▸ Stored entries
* * *
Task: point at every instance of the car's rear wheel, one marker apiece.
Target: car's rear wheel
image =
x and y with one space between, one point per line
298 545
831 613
* * *
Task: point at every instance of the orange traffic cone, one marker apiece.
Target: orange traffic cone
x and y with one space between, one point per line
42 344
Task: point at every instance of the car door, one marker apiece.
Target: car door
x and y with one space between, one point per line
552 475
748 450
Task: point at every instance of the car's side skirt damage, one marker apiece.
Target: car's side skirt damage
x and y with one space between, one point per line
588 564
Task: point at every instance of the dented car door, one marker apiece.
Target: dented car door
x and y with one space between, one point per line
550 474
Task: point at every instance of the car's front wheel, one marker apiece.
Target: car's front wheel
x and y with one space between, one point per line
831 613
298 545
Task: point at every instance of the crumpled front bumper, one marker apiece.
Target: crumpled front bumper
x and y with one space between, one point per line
* * *
▸ GOAL
Count the lines of the material above that contain the string "cone", treating uppercase and lowercase as different, and give only that number.

▸ SOLUTION
2